_Problem_
Down to the last line, set the entries down again exactly.

(Source data)

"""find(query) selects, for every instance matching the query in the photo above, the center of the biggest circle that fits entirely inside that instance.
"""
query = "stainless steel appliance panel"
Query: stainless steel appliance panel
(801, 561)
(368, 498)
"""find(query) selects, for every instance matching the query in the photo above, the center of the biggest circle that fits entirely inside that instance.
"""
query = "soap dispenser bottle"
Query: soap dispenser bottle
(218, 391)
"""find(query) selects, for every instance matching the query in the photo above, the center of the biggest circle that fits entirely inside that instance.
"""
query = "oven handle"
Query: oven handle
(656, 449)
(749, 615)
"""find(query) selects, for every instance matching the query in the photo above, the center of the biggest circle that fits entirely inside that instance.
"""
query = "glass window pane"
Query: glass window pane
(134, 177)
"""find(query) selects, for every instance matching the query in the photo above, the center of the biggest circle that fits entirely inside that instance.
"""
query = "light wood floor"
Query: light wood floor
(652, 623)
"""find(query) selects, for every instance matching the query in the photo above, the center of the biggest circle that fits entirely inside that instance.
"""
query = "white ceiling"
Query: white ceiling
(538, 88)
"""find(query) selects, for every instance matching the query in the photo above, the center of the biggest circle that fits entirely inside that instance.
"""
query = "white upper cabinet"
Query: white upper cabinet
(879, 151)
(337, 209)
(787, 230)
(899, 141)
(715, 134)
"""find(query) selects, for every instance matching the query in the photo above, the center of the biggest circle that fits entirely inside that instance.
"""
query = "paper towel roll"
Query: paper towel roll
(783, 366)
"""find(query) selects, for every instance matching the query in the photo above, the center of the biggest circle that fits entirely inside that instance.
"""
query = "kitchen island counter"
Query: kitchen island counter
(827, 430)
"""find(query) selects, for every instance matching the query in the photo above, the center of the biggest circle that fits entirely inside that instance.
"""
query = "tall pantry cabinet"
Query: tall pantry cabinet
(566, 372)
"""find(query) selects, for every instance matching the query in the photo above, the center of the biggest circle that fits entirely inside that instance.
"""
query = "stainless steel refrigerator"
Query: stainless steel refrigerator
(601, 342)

_Result of the exercise_
"""find(query) selects, for every instance matching the query in the photo above, the center of the biggest circle that fits entirely inside that instance.
"""
query = "stainless steel appliance panel"
Query: stainless steel appliance panel
(801, 561)
(368, 498)
"""find(query) selects, for every instance matching the query in the photo above, the center of the biggest circle that fits entirely inside that instance.
"""
query = "soap dispenser bottle"
Query: soap dispenser bottle
(218, 391)
"""find(query) selects, for every instance matching the query in the photo above, the center of the biggest circle that fits entirely inside that instance.
"""
query = "oven handle"
Query: oven handle
(656, 449)
(749, 615)
"""find(query) selects, for every instance matching the query in the photo above, the center of the biggest circle that fits entirely inside that instance.
"""
query = "glass window pane"
Query: glass window pane
(134, 177)
"""find(query) selects, for every instance matching the query in the photo above, the center of the biggest circle that fits entirely inside that instance.
"""
query = "light wood floor"
Query: light wood floor
(652, 623)
"""find(query) selects, for every instance matching the query in the photo above, the center of the biggest circle that fits entirely inside that instance.
"""
query = "white ceiling"
Query: white ceiling
(538, 88)
"""find(query) selects, for every instance matching the query in the photo above, the center of the biggest circle that fits entirely inside that instance.
"""
query = "white upper cabinet"
Query: white upper cabinet
(879, 151)
(337, 209)
(787, 230)
(899, 141)
(715, 134)
"""find(query) selects, for every instance matching the query in the photo above, the center of the biggest circle that fits entirely inside that instance.
"""
query = "paper towel roll"
Query: paper towel roll
(783, 366)
"""find(query) selects, for every instance matching the query in the photo above, the center of the biggest circle that fits entirely inside that instance.
"""
query = "kitchen island counter"
Query: kitchen island counter
(827, 430)
"""find(query) selects, for every instance matching the query in the photo above, the center of the biggest circle that fits entirely inside that instance.
"""
query = "tall pantry cabinet"
Query: tall pantry cabinet
(566, 372)
"""find(query) selects, for every instance matching the query in the photo above, the center of the biggest circle that fits entirely inside that instance.
"""
query = "stainless steel refrigerator"
Query: stainless steel refrigerator
(601, 342)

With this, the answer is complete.